> **Data for review**
%%

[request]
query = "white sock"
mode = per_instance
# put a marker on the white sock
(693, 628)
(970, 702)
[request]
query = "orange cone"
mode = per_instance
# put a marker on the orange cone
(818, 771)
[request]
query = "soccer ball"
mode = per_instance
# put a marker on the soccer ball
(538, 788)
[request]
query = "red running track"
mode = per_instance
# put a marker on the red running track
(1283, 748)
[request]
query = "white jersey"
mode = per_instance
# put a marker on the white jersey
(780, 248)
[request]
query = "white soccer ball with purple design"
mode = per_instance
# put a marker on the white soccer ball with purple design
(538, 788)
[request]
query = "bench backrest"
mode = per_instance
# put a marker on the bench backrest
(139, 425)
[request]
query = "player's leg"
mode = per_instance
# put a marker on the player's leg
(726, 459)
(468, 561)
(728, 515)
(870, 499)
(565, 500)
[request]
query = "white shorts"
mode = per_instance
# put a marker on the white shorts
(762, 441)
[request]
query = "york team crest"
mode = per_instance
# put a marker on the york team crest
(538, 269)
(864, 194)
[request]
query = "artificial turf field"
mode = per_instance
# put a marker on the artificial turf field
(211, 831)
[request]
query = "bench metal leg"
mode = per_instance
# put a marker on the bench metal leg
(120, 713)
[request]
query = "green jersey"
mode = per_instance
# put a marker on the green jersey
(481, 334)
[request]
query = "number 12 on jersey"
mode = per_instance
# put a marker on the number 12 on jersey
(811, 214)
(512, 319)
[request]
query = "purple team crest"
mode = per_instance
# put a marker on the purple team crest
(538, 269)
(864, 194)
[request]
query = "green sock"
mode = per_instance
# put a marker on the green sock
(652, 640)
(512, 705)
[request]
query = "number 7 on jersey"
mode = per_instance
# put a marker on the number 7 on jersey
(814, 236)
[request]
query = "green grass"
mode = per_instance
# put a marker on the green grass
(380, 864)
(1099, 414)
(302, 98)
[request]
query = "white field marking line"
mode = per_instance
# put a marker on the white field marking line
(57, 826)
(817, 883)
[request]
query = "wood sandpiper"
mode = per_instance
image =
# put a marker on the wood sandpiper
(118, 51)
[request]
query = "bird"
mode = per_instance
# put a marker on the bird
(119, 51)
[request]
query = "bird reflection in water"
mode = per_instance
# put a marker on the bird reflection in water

%%

> **What to work on**
Would you restate the material word for word, leaving nothing out?

> **Reply to the exercise**
[request]
query = "white sock"
mode = per_instance
# put a marker on the white sock
(693, 628)
(970, 702)
[request]
query = "orange cone"
mode = per_instance
# put a marker on the orange cone
(818, 771)
[request]
query = "soccer ball"
mode = per_instance
# put a marker on the soccer ball
(538, 788)
[request]
query = "red running track"
mode = per_instance
# put a marker on the red running track
(1283, 748)
[request]
query = "white jersey"
mode = per_instance
# put a marker on the white jersey
(780, 248)
[request]
query = "white soccer ball with purple design"
mode = per_instance
# put a marker on the white soccer ball with purple design
(538, 788)
[request]
query = "bench backrest"
mode = per_instance
# put a marker on the bench backrest
(139, 425)
[request]
query = "player's leg"
mode = per_instance
# put a marker on the player's leg
(726, 459)
(468, 561)
(728, 515)
(870, 499)
(565, 500)
[request]
query = "white shorts"
mode = per_instance
# put a marker on the white shorts
(762, 441)
[request]
query = "york team crest"
mode = per_instance
# put a marker on the york team crest
(538, 269)
(864, 194)
[request]
query = "artificial turf field"
mode = per_instance
# put a marker on the artificial turf field
(211, 831)
[request]
query = "bench metal leg"
mode = per_instance
# put a marker on the bench metal leg
(120, 713)
[request]
query = "green jersey"
mode = per_instance
# put a marker on the green jersey
(481, 334)
[request]
query = "number 12 on jersey"
mode = per_instance
# put a marker on the number 12 on jersey
(811, 214)
(512, 319)
[request]
query = "purple team crest"
mode = per_instance
# put a marker on the purple team crest
(538, 269)
(864, 194)
[request]
query = "green sock"
mode = per_instance
# put a marker on the green sock
(652, 640)
(512, 705)
[request]
query = "number 7 on jersey"
mode = per_instance
# put a marker on the number 7 on jersey
(814, 236)
[request]
query = "green grass"
mode = per_instance
# put a marker on the green grass
(380, 864)
(1099, 414)
(302, 98)
[request]
query = "white field marking line"
mode = per_instance
# put a marker on the white field marking line
(57, 826)
(817, 883)
[request]
query = "wood sandpiper"
mode = per_instance
image =
# put a marker on the wood sandpiper
(118, 51)
[request]
query = "bird"
mode = per_instance
# put a marker on the bird
(119, 51)
[request]
query = "bird reflection in water"
mode = per_instance
# put a marker on the bird reflection in water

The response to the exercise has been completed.